* _Task to complete_: Your task is to reproduce the material exactly.

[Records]
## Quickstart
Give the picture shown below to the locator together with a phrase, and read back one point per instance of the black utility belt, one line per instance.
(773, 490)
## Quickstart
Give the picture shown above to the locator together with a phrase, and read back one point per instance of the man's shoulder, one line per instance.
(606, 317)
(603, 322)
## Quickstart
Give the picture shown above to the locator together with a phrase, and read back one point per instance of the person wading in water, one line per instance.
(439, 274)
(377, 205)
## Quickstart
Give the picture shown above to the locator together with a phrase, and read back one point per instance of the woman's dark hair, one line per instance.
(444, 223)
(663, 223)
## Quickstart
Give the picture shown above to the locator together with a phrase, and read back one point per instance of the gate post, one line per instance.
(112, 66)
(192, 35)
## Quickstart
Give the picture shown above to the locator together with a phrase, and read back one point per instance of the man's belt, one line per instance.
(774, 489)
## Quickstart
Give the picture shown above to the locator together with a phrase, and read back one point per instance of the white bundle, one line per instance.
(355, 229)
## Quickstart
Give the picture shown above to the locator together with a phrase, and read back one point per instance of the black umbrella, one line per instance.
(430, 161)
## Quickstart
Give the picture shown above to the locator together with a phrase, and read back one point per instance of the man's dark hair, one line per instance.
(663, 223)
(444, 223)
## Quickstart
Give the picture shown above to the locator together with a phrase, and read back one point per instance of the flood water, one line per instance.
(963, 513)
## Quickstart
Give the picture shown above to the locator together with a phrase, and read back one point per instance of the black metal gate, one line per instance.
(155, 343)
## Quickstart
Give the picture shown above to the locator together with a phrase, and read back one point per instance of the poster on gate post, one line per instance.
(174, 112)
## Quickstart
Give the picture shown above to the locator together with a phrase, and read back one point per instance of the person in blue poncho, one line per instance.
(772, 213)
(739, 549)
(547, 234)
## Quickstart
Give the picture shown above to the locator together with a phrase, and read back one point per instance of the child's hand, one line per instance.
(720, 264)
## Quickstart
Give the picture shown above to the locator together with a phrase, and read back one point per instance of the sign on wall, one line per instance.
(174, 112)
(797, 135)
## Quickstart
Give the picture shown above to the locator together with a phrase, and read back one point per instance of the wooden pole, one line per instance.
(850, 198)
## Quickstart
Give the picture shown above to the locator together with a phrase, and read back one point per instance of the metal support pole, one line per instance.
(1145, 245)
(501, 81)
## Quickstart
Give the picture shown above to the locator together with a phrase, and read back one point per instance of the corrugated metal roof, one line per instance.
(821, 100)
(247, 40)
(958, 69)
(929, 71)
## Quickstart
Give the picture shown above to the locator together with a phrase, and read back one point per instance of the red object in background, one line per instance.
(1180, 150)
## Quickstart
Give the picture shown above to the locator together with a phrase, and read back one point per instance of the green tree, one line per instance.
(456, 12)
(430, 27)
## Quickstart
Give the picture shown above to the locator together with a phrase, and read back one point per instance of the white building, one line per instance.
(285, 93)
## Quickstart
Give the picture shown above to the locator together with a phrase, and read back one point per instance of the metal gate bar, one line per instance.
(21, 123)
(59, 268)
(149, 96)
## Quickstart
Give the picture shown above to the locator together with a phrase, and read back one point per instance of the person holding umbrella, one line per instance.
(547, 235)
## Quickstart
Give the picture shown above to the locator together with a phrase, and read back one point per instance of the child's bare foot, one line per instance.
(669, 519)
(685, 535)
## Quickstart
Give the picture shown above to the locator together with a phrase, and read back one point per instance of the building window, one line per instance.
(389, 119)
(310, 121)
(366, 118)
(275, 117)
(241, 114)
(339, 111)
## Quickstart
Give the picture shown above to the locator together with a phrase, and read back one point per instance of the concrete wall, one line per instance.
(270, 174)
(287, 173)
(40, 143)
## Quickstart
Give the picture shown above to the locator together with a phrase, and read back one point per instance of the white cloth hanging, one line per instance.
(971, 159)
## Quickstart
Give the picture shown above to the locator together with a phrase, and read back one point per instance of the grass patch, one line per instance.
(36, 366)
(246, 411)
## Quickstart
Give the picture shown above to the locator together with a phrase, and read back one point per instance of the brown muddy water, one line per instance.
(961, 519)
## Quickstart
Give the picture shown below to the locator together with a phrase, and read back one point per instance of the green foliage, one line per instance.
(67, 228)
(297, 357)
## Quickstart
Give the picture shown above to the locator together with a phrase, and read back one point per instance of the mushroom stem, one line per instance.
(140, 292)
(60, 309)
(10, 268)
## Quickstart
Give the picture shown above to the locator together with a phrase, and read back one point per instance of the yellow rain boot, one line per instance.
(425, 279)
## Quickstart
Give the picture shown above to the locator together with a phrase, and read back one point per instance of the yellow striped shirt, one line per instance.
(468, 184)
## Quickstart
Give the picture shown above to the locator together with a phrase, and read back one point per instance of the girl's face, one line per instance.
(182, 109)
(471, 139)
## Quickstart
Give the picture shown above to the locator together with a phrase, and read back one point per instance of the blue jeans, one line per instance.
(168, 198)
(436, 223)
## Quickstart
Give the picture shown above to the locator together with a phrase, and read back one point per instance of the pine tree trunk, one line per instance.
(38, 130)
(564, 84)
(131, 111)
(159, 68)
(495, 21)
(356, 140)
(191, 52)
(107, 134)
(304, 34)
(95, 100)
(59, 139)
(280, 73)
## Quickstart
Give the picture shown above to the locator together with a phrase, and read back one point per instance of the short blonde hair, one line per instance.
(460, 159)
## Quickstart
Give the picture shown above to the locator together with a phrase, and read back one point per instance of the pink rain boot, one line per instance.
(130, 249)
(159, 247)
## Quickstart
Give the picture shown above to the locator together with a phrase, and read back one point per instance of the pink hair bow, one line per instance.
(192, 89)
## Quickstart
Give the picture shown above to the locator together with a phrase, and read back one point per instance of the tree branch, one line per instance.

* _Answer to this task_:
## Quickstart
Give the picture shown below to the locator together with a phrase, and read back one point per instance of the black utility belt, one line per instance.
(773, 490)
## Quickstart
Give the picture shown above to the locator together with a phrase, and read back one point per instance of the man's shoulder, one line per instance.
(606, 317)
(603, 322)
## Quickstart
Give the picture shown above to the locator together with a phrase, and read back one point per instance of the person wading in water, one line per instance.
(439, 274)
(377, 205)
## Quickstart
Give the picture shown above to the locator together with a phrase, and read back one point per instance of the woman's dark hair, one line per instance.
(444, 223)
(663, 223)
## Quickstart
Give the picture shown above to the locator together with a phrase, and read back one point per instance of the gate post, one line per instance.
(112, 66)
(192, 35)
## Quickstart
Give the picture shown above to the locator together with a phrase, and read back one point per instance of the man's belt, one line per instance.
(774, 489)
## Quickstart
Give the picture shown above to the locator together with a phrase, and read back one point per instance of the white bundle, one line per instance.
(355, 229)
## Quickstart
Give the picture shown above to the locator together with a phrase, and read back one point per instance of the black umbrella, one line per instance.
(430, 161)
## Quickstart
Give the picture shown above to the locator together with a phrase, and read back one point per instance of the man's dark hair, one line per instance.
(663, 223)
(444, 223)
## Quickstart
Give the picture shown above to the locator together with a phrase, and read back one point per instance of the flood water, one line per instance.
(963, 513)
## Quickstart
Give the picture shown above to the locator together with a phrase, and read back one point per instance of the black metal gate, one line per instance.
(155, 343)
## Quickstart
Give the picture shown above to the locator together with a phrase, and read back one point per instance of the poster on gate post, one line per instance.
(174, 112)
## Quickstart
Give the picture shown above to the locator together with a phrase, and read back one point per instance of the person in blue poncho, one line per instance.
(772, 213)
(739, 549)
(547, 234)
## Quickstart
Give the picture shown above to the locator together with a phrase, and read back one point per instance of the child's hand, one line per instance.
(720, 264)
## Quickstart
Give the picture shown above to the locator together with a phrase, and read back one point per instance of the sign on wall, one line per instance.
(174, 112)
(797, 135)
## Quickstart
Give the picture shown above to the locator together with a phrase, and read back one point per instance of the wooden pole, one line per instance.
(850, 198)
## Quickstart
Give the picture shown above to the locator together with a phrase, and read back one point per instance of the metal support pole, one line per instance.
(1145, 245)
(501, 81)
## Quickstart
Give the picture shown above to the locator together with a phrase, and read back one point per instance of the corrugated metal roof, one line per instance.
(821, 100)
(247, 40)
(958, 69)
(929, 71)
## Quickstart
Give the picture shown above to the locator together with a phrase, and read back one point per instance of the red object in background, one line per instance.
(1180, 150)
## Quickstart
Give the picture shown above to the locator together with a phrase, and read back one point per instance of the green tree, one line per instance.
(456, 12)
(430, 27)
## Quickstart
Give the picture shown above to the locator together with a phrase, and read back one point per instance of the white building, one line per instance.
(285, 93)
## Quickstart
Give the picture shown above to the locator together with a phrase, and read back one point per instance of the metal gate bar, one line per instance.
(21, 123)
(59, 268)
(149, 96)
## Quickstart
Give the picture shown above to the locator together with a phrase, and read back one point per instance of the person holding umbrella, one line per instance.
(547, 235)
## Quickstart
Give the picture shown above to the locator together with a phrase, and read back one point per instance of the child's bare foot, one line per instance.
(669, 519)
(685, 535)
## Quickstart
Give the picture shown above to the locator together with a phrase, and read back one point per instance of the building window, one line per instance.
(389, 119)
(310, 121)
(366, 118)
(275, 117)
(241, 114)
(339, 111)
## Quickstart
Give the picture shown above to the locator together with a phrase, and read back one point per instance of the concrete wall, one line per instance.
(270, 174)
(287, 173)
(40, 143)
## Quickstart
Give the picture shown above to the locator together with a phrase, and read back one point per instance of the white cloth hanging, one line per instance.
(971, 159)
## Quickstart
Give the picture shown above to the locator together with a phrase, and read back one point per instance of the grass patch, one line per instance.
(36, 366)
(246, 411)
## Quickstart
Give the picture shown above to the locator together with a phrase, and read back one point per instance of the brown muddy water, one line per instance.
(961, 519)
## Quickstart
Give the picture shown below to the locator together with a phrase, and read back one point per instance of the green foliage, one line per instance.
(67, 228)
(297, 357)
## Quickstart
Give the picture shown above to the locator together with a phrase, and read back one point per instance of the mushroom stem, one line per instance.
(140, 292)
(60, 309)
(10, 268)
## Quickstart
Give the picture shown above to the locator together with a phrase, and read back one point per instance of the yellow rain boot, one line per instance.
(425, 279)
## Quickstart
Give the picture shown above to the locator together with a phrase, and read back one point per instance of the yellow striped shirt, one line per instance.
(468, 184)
## Quickstart
Give the picture shown above to the locator together with a phrase, and read back one point per instance of the girl's face, one line per instance.
(182, 109)
(471, 139)
## Quickstart
Give the picture shown above to the locator together with a phrase, and read back one point per instance of the blue jeans, one line per instance.
(168, 198)
(436, 223)
## Quickstart
Give the picture shown above to the locator together with a phrase, and read back one point per instance of the pine tree trunk, one line per instance.
(38, 130)
(564, 84)
(131, 111)
(159, 68)
(495, 21)
(356, 140)
(191, 52)
(107, 134)
(304, 34)
(95, 100)
(59, 139)
(280, 73)
## Quickstart
Give the picture shown above to the locator together with a phrase, and read back one point per instance of the short blonde hair, one line per instance.
(460, 159)
## Quickstart
Give the picture shown above to the locator together with a phrase, and read back one point per instance of the pink rain boot, one line per instance.
(130, 249)
(159, 247)
## Quickstart
Give the picture shown above to the locator together with a phrase, and read back one point per instance of the pink hair bow, one line per instance.
(192, 89)
## Quickstart
Give the picture shown above to the locator together with a phrase, and read back one point per instance of the tree branch, one line per instance.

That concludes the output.